[Given instruction]:
Gather every line in the records that contains the word "pitch".

Object-pointing dataset rows
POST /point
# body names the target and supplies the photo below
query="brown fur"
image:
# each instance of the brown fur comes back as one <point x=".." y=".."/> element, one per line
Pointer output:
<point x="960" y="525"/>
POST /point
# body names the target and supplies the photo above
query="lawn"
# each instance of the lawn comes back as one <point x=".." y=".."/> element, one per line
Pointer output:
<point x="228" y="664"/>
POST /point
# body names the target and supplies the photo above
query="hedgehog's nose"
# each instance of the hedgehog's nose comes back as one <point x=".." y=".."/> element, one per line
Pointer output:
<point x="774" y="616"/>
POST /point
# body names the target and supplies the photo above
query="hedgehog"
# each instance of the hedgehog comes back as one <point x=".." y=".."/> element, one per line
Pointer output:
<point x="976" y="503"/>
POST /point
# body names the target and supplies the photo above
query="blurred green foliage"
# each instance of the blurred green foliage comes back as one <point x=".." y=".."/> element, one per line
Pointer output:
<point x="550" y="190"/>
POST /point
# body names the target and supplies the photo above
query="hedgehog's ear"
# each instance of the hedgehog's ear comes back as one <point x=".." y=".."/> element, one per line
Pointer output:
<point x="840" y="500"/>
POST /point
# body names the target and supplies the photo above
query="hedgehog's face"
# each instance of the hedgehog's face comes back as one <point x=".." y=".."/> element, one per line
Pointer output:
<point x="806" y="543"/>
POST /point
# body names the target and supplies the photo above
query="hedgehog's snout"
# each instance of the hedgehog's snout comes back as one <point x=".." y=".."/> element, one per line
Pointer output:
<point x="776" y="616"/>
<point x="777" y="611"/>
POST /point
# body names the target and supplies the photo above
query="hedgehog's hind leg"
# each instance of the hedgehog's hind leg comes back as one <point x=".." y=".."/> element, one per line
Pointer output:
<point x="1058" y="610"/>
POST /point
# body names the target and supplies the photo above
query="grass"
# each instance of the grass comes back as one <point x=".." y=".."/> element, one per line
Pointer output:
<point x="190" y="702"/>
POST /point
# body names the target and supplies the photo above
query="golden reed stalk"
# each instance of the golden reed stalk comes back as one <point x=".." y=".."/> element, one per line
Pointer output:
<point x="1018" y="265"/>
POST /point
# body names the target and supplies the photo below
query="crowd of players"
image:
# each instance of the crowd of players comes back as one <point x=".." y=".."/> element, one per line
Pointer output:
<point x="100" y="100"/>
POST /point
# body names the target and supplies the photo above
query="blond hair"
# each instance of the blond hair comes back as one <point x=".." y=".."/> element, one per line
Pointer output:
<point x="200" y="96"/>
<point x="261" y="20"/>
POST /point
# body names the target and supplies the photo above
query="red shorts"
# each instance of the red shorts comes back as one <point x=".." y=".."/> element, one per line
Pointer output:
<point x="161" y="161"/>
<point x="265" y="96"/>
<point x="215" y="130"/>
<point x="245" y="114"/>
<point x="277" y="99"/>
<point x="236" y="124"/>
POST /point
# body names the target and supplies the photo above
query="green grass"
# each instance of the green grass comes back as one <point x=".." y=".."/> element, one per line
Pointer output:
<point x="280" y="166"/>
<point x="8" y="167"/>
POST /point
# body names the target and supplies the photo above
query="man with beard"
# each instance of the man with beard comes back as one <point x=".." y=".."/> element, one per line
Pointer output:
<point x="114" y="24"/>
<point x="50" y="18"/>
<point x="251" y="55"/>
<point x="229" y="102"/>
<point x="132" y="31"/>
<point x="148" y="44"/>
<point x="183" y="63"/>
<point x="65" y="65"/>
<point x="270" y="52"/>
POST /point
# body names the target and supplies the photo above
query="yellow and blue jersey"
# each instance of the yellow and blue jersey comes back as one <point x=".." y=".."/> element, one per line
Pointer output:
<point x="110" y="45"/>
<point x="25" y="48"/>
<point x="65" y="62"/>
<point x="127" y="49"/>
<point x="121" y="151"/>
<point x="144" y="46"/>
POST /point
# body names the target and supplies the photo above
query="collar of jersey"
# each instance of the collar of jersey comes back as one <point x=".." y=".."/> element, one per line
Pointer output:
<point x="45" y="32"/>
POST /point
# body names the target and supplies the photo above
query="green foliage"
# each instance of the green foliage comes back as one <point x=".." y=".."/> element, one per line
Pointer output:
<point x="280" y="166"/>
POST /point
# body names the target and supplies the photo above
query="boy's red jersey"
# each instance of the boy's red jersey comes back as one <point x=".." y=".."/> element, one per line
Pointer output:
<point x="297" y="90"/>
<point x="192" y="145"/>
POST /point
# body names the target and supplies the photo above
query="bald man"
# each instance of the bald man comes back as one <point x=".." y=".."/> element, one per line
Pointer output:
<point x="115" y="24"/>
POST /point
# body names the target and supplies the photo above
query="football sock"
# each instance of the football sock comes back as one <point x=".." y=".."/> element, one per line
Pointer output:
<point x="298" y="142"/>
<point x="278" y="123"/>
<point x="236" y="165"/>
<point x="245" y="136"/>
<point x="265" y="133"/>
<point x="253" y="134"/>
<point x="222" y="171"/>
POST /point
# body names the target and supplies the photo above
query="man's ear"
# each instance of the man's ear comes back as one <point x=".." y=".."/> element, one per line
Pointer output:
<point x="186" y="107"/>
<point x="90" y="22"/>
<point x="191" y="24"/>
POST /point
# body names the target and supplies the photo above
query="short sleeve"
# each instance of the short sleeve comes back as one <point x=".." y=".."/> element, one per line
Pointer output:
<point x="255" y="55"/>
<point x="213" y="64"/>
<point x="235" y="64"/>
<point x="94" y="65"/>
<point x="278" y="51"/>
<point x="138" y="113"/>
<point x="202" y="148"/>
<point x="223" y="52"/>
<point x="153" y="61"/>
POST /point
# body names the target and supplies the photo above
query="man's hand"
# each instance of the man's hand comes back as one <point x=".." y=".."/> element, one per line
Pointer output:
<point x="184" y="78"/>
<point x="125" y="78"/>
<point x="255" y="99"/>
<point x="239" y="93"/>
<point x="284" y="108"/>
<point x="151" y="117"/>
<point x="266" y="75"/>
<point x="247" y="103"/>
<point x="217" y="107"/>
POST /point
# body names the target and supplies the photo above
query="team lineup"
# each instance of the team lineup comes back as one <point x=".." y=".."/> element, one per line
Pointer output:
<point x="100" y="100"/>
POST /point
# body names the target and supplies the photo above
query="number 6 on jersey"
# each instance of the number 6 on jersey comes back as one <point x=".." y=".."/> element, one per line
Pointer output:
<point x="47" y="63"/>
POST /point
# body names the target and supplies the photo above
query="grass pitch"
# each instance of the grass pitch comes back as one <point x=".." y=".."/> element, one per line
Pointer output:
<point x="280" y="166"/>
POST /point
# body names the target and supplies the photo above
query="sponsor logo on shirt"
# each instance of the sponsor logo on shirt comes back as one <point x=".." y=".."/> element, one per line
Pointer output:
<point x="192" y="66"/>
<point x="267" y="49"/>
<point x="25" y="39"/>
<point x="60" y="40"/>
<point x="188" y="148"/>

[The output]:
query="grass pitch"
# each instance of the grass pitch comes back as one <point x=".." y=".."/> element, one per line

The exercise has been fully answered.